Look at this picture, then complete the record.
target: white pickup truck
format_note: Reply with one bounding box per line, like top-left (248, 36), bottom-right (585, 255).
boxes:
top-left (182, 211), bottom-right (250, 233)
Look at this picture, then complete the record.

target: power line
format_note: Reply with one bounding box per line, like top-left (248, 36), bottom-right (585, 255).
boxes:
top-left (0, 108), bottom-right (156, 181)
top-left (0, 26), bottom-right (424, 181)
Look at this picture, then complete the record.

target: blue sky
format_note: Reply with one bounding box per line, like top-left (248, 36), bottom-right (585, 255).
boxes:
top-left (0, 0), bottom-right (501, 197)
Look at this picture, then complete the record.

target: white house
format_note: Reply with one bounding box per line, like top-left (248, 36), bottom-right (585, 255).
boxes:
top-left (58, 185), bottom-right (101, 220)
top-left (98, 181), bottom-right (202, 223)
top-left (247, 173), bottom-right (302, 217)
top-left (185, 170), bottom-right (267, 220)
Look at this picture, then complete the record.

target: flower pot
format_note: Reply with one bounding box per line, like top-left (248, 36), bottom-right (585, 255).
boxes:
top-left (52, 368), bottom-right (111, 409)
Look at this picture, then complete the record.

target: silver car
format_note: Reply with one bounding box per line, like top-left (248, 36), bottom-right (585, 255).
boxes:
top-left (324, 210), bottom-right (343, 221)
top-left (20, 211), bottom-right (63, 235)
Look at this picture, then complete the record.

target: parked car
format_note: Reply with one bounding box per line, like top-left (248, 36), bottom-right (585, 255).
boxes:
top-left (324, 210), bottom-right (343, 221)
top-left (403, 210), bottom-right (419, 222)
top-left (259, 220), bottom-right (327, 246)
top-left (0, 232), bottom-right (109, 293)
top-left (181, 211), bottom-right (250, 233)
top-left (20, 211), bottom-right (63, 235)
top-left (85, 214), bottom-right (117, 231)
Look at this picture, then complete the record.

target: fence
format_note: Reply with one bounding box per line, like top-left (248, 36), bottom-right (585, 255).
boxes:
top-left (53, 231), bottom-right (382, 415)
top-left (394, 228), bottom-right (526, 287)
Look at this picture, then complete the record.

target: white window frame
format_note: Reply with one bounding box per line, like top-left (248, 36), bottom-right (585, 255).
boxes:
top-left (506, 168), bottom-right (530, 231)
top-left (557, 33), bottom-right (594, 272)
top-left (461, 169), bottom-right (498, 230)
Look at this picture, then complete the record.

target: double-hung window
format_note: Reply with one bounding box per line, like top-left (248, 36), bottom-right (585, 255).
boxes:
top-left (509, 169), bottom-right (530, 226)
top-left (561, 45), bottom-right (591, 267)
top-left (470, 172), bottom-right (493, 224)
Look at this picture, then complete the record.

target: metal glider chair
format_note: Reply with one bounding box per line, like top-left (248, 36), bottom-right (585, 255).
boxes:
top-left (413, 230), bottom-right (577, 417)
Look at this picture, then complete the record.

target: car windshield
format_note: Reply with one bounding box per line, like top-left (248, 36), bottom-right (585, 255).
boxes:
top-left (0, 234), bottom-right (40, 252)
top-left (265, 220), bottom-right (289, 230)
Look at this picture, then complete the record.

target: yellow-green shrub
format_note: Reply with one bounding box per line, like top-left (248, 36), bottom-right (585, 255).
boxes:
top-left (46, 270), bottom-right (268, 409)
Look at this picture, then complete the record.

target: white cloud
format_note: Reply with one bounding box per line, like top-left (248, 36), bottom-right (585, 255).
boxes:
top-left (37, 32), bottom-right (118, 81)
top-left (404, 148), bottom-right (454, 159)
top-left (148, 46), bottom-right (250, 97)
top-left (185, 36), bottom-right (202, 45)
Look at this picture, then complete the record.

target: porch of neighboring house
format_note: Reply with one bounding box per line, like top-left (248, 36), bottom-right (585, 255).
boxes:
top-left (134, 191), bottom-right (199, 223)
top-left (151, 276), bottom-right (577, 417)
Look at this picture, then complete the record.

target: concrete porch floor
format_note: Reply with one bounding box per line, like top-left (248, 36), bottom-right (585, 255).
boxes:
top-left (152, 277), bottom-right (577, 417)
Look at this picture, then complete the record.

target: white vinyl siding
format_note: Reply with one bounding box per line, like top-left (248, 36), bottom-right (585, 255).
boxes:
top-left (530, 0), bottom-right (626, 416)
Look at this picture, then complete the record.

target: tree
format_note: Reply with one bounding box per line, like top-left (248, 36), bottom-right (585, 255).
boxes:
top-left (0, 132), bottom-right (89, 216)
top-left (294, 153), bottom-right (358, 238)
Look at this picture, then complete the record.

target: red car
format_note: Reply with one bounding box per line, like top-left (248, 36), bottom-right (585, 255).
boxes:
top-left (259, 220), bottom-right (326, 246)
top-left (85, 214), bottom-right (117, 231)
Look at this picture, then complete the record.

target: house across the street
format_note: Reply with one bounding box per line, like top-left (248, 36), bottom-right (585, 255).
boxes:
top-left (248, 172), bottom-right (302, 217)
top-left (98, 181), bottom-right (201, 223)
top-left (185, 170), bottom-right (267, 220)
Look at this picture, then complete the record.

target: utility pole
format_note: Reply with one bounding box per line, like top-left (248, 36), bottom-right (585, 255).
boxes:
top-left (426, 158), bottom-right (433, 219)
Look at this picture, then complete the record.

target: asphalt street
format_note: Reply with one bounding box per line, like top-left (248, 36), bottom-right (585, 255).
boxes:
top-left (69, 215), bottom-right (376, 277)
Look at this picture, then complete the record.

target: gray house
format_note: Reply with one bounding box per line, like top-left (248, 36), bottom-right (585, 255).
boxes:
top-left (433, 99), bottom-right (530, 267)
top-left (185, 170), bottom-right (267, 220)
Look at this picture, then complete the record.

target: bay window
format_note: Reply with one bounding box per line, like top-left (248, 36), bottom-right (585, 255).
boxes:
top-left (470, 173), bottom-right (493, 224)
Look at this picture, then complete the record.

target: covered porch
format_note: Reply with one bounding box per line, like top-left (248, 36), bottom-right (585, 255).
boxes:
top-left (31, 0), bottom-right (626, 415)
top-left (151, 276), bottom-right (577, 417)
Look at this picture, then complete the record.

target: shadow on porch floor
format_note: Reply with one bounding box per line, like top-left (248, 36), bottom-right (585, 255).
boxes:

• **Task objective**
Render every line of the data above as a numbered list, omitting any blank lines.

• **Task response**
1. Look at this picture, then complete the record.
2. target: white pickup truck
3. format_note: Reply with one bounding box per line, like top-left (248, 36), bottom-right (585, 255).
4. boxes:
5. top-left (182, 211), bottom-right (250, 233)
6. Look at this picture, then complete the record.
7. target: power line
8. format_note: Reply with one bounding box per line, like top-left (248, 36), bottom-right (585, 255).
9. boxes:
10. top-left (0, 108), bottom-right (156, 181)
11. top-left (0, 26), bottom-right (424, 181)
12. Look at this picture, then complete the record.
13. target: blue sky
14. format_note: Reply with one bounding box per line, like top-left (248, 36), bottom-right (585, 255).
15. boxes:
16. top-left (0, 0), bottom-right (501, 197)
17. Look at this picture, then complete the record.
18. target: white house
19. format_note: Reply with one bounding box per line, like top-left (248, 36), bottom-right (585, 255).
20. boxes:
21. top-left (58, 185), bottom-right (101, 220)
22. top-left (98, 181), bottom-right (202, 223)
23. top-left (247, 173), bottom-right (302, 217)
24. top-left (185, 170), bottom-right (267, 220)
25. Look at this picture, then complete the record.
26. target: flower pot
27. format_note: Reply with one bounding box per line, like top-left (248, 36), bottom-right (585, 255).
28. boxes:
29. top-left (52, 368), bottom-right (111, 409)
30. Look at this picture, then complete the record.
31. target: silver car
32. format_note: Reply with one bounding box per line, like top-left (248, 36), bottom-right (585, 255).
33. boxes:
34. top-left (324, 210), bottom-right (343, 221)
35. top-left (20, 211), bottom-right (63, 235)
36. Look at this picture, then complete the record.
37. target: parked car
38. format_note: Reply with one bounding box per line, like top-left (248, 36), bottom-right (585, 255).
39. boxes:
40. top-left (324, 210), bottom-right (343, 221)
41. top-left (403, 210), bottom-right (419, 222)
42. top-left (259, 220), bottom-right (327, 246)
43. top-left (0, 232), bottom-right (109, 293)
44. top-left (181, 211), bottom-right (250, 233)
45. top-left (20, 211), bottom-right (63, 235)
46. top-left (85, 214), bottom-right (117, 231)
47. Look at this picture, then complete the record.
48. target: fence
49. format_note: Reply with one bounding box per line, like top-left (248, 36), bottom-right (585, 255).
50. boxes:
51. top-left (53, 231), bottom-right (382, 415)
52. top-left (394, 228), bottom-right (526, 287)
53. Look at this picture, then complete the record.
54. target: white window frame
55. format_note: Reply with one bounding box per line, like top-left (248, 36), bottom-right (585, 255).
56. boxes:
57. top-left (506, 168), bottom-right (530, 231)
58. top-left (557, 33), bottom-right (594, 272)
59. top-left (461, 169), bottom-right (498, 230)
60. Look at this picture, then complete the record.
61. target: double-hung window
62. format_note: Reply with one bounding box per line, like top-left (248, 36), bottom-right (585, 255).
63. boxes:
64. top-left (509, 169), bottom-right (530, 226)
65. top-left (561, 45), bottom-right (591, 267)
66. top-left (470, 172), bottom-right (493, 224)
67. Look at this picture, then complete the record.
68. target: metal glider chair
69. format_note: Reply with one bounding box per line, like top-left (248, 36), bottom-right (585, 255).
70. boxes:
71. top-left (413, 230), bottom-right (577, 417)
72. Look at this picture, then complete the record.
73. target: car windshield
74. format_note: Reply with one bounding box per line, like top-left (248, 36), bottom-right (585, 255).
75. boxes:
76. top-left (0, 234), bottom-right (40, 252)
77. top-left (265, 220), bottom-right (289, 230)
78. Look at this picture, then complete the record.
79. target: yellow-green shrub
80. format_note: Reply with one bounding box per line, like top-left (248, 36), bottom-right (585, 255).
81. boxes:
82. top-left (46, 270), bottom-right (268, 409)
83. Look at this picture, then complete the record.
84. target: white cloud
85. format_note: Reply with one bounding box per line, like top-left (248, 36), bottom-right (585, 255).
86. boxes:
87. top-left (37, 32), bottom-right (118, 81)
88. top-left (404, 148), bottom-right (454, 159)
89. top-left (148, 46), bottom-right (250, 97)
90. top-left (185, 36), bottom-right (202, 45)
91. Look at this picture, then complete the record.
92. target: porch of neighboring house
93. format_note: Reply with one bounding box per line, like top-left (248, 36), bottom-right (585, 255).
94. boxes:
95. top-left (134, 191), bottom-right (199, 223)
96. top-left (151, 276), bottom-right (577, 417)
97. Look at this picture, then complete the record.
98. target: concrete porch floor
99. format_note: Reply with one bounding box per line, like top-left (248, 36), bottom-right (585, 255).
100. boxes:
101. top-left (152, 277), bottom-right (577, 417)
102. Look at this picture, then complete the record.
103. target: white vinyl siding
104. format_note: Reply with one bounding box per line, like top-left (248, 36), bottom-right (585, 255).
105. boxes:
106. top-left (530, 0), bottom-right (626, 416)
107. Look at this picture, then complete the record.
108. target: tree
109. format_note: Reply with one bounding box per line, like top-left (248, 36), bottom-right (585, 255).
110. boxes:
111. top-left (0, 132), bottom-right (89, 216)
112. top-left (294, 153), bottom-right (358, 238)
113. Look at this picture, then complete the record.
114. target: red car
115. format_note: Reply with one bounding box per line, like top-left (248, 36), bottom-right (585, 255).
116. boxes:
117. top-left (259, 220), bottom-right (326, 246)
118. top-left (85, 214), bottom-right (117, 231)
119. Look at this picture, then complete the record.
120. target: house across the street
121. format_note: Reply with one bounding box per line, like top-left (248, 36), bottom-right (585, 255).
122. boxes:
123. top-left (248, 172), bottom-right (302, 217)
124. top-left (98, 181), bottom-right (201, 223)
125. top-left (185, 170), bottom-right (267, 220)
126. Look at this picture, then complete the record.
127. target: utility pole
128. format_note: Reply with one bounding box per line, like top-left (248, 36), bottom-right (585, 255).
129. boxes:
130. top-left (426, 158), bottom-right (433, 219)
131. Look at this picture, then complete the record.
132. target: asphalt street
133. format_note: Reply with one bounding box per line, like top-left (248, 36), bottom-right (585, 255).
134. boxes:
135. top-left (69, 215), bottom-right (376, 277)
136. Look at this picture, then complete the record.
137. target: gray house
138. format_note: Reply with one bounding box per line, like top-left (248, 36), bottom-right (585, 255).
139. boxes:
140. top-left (433, 99), bottom-right (530, 267)
141. top-left (185, 170), bottom-right (267, 220)
142. Look at this picture, then complete the record.
143. target: bay window
144. format_note: Reply with one bounding box per line, like top-left (248, 36), bottom-right (585, 255).
145. boxes:
146. top-left (470, 173), bottom-right (493, 224)
147. Look at this picture, then complete the record.
148. target: covered porch
149. format_note: Reply with one bounding box per line, like top-left (248, 36), bottom-right (585, 255).
150. boxes:
151. top-left (31, 0), bottom-right (626, 415)
152. top-left (151, 276), bottom-right (577, 417)
153. Look at this picture, then complete the record.
154. target: shadow on porch floor
155. format_note: Reply with one bounding box per line, like top-left (248, 36), bottom-right (585, 255).
156. boxes:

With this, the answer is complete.